E-Invoicing Requirements in the EU, Switzerland, and the UK: A High-Level Overview

Picture of Mauro Spadaro
Mauro Spadaro

Product Manager

Gone are the days of sending traditional paper invoices through the mail; e-invoicing leverages digital systems to seamlessly transmit invoice data from one platform to another. 

But what is e-invoicing and why should you care about it?  

 

While it finds particular relevance in B2B transactions, e-invoicing holds the potential to benefit businesses of all sizes, ranging from small enterprises to large corporations, across various industries such as services and product-based companies.   

 

So let’s dive into the topic and see what e-invoicing is and how you can prepare your tech stack for adopting such solutions.  

Table of Contents

What is e-invoicing and how does it work?

E-invoicing, also known as electronic invoicing, is a method of creating, sending, receiving, and processing invoices electronically.

 

The e-invoicing process involves two parties: the supplier who issues the invoices, and the receiver – either a customer, in B2C transactions, or another company, in business-to-business transactions. The supplier creates and issues the invoice, while the client receives it.

 

E-invoicing rules affect several aspects of invoice processing:

 

  • the invoice format – what an invoice must look like
  • the creation of invoices – how invoices should be issued
  • the sending of invoices – what channel or platform companies should use
  • the receipt and processing of invoices – how invoices should be handled

 

Let’s break this down a little further.

 

Format and structure

EU e-invoicing rules specify the format that invoices must adhere to. In most cases, invoices need to be in a standardized structured data format that allows for automatic reading of the data into computer systems, to facilitate automated processing.

 

Common formats include XML (Universal Extensible Markup Language), EDI (Electronic Data Interchange), or other standardized formats such as UBL (Universal Business Language) or JSON (JavaScript Object Notation). These formats ensure consistency and enable systems to process invoices electronically.

 

However, it’s essential to review specific country regulations as there might be slight variations in the required formats.

 

The creation of invoices and compliance with tax regulations

 

Businesses need to ensure that the invoice creation process follows the prescribed format and includes all the necessary information required by the relevant authorities.

 

In its simplest form, an electronic invoice must contain all the required details of a paper invoice. The following information must be included:

 

  • Unique identification number for each invoice, commonly known as the invoice number.
  • Issue date of the invoice.
——————
SET PROBLEM 1
Quote word for word the passage of the e-invoicing overview that begins with the words containing "Gone are the" and ends with "care about it?".
SET PROBLEM 2
In the e-invoicing overview, which two parties does the e-invoicing process involve?

DATA EXCERPT
——————
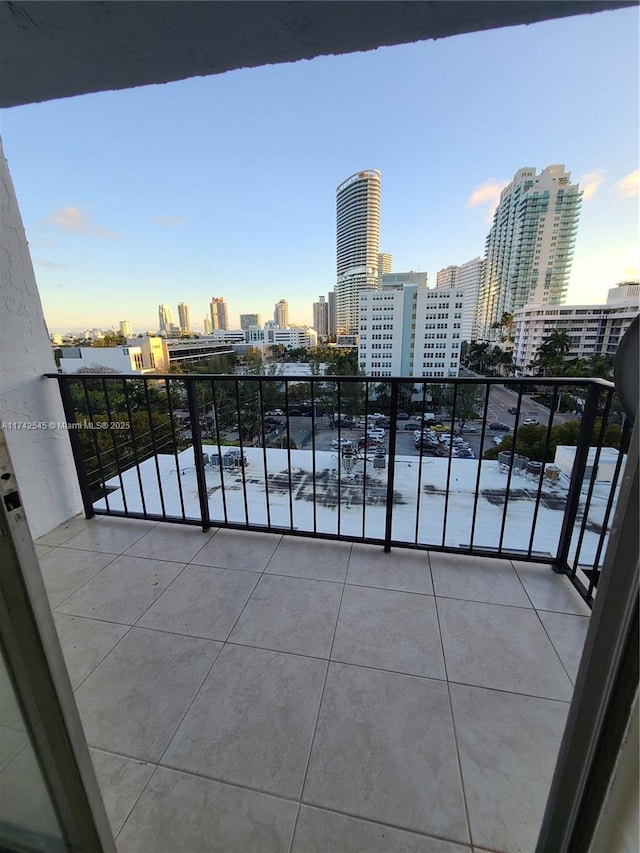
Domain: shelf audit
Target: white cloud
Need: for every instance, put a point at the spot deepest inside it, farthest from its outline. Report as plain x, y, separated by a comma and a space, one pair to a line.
——————
WRITTEN SOLUTION 1
Gone are the days of sending traditional paper invoices through the mail; e-invoicing leverages digital systems to seamlessly transmit invoice data from one platform to another. 

But what is e-invoicing and why should you care about it?

WRITTEN SOLUTION 2
The supplier who issues the invoices and the receiver, which is either a customer in B2C transactions or another company in business-to-business transactions.